Copy out the lines starting at the one containing "Please find wooden barre" and ending at the one containing "[534,89,650,226]", keeping the requests, and offset every bounding box coordinate by adding 10 to it.

(Coordinate annotation entries)
※ ※ ※

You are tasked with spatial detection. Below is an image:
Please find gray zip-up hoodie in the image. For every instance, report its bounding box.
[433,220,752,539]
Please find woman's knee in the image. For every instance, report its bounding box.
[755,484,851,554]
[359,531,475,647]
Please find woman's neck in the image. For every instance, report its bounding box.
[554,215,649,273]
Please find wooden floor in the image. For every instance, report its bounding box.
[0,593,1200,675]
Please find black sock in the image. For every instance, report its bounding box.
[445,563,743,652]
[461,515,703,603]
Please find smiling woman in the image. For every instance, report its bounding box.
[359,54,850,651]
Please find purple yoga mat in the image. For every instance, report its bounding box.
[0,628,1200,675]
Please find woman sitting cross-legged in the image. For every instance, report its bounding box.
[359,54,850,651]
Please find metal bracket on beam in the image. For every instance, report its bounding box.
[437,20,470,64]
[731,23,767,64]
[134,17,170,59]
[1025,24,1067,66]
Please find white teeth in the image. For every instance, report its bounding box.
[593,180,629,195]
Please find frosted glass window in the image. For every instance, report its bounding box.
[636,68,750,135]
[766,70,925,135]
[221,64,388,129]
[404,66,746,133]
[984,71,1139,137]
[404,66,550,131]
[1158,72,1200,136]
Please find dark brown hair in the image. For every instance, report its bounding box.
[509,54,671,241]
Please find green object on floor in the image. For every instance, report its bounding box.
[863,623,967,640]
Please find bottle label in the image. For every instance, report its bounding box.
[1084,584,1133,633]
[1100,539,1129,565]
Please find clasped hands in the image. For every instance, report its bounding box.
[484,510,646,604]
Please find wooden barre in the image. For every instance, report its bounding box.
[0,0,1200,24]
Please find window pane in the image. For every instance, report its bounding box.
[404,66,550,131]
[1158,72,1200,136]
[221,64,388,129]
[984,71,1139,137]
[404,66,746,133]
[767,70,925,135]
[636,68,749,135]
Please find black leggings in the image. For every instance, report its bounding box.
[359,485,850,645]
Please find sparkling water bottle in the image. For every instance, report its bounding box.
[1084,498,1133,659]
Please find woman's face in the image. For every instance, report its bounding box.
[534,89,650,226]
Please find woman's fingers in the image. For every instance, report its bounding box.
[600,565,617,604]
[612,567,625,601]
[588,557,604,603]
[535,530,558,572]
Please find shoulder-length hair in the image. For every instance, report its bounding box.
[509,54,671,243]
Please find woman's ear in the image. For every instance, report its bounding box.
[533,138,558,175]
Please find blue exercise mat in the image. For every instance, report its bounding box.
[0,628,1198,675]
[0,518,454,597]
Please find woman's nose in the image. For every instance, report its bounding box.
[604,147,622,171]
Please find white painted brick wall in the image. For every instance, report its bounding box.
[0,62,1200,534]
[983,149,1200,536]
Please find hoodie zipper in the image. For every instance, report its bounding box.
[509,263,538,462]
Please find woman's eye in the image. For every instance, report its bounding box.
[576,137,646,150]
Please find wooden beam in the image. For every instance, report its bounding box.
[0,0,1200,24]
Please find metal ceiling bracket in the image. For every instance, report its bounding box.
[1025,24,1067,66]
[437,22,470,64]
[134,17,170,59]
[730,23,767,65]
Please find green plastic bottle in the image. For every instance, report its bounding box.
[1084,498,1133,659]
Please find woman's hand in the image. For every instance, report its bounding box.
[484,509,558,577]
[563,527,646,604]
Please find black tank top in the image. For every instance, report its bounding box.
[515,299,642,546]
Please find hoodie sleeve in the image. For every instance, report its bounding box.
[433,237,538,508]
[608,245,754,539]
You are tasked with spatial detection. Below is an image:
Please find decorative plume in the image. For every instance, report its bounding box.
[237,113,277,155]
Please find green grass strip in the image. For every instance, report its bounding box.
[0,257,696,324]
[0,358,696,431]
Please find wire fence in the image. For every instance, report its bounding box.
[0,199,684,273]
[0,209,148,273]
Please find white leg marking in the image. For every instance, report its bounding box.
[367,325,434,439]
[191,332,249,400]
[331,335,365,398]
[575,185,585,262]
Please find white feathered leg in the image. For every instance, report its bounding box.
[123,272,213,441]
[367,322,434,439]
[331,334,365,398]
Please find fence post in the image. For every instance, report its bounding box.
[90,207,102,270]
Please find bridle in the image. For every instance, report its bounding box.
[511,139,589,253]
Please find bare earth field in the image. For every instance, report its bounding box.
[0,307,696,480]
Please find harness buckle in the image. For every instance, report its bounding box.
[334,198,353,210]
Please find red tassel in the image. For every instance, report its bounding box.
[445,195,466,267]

※ ※ ※

FULL ANSWER:
Please find wooden barre in the image. For every instance, report its bounding box.
[10,10,1210,34]
Please find window pane in the image. For every instance, report its bounding box.
[414,76,560,141]
[1168,82,1210,146]
[231,74,398,139]
[994,81,1149,147]
[414,76,756,143]
[777,80,935,145]
[646,78,759,145]
Please find black leggings in the image. For every instance, report its bounding box.
[369,495,860,655]
Please find sparkling water bottle in the image. For every instance, report its bounding box.
[1094,508,1143,669]
Please find woman's face in the image. For every instance, report its bounding box.
[544,99,660,236]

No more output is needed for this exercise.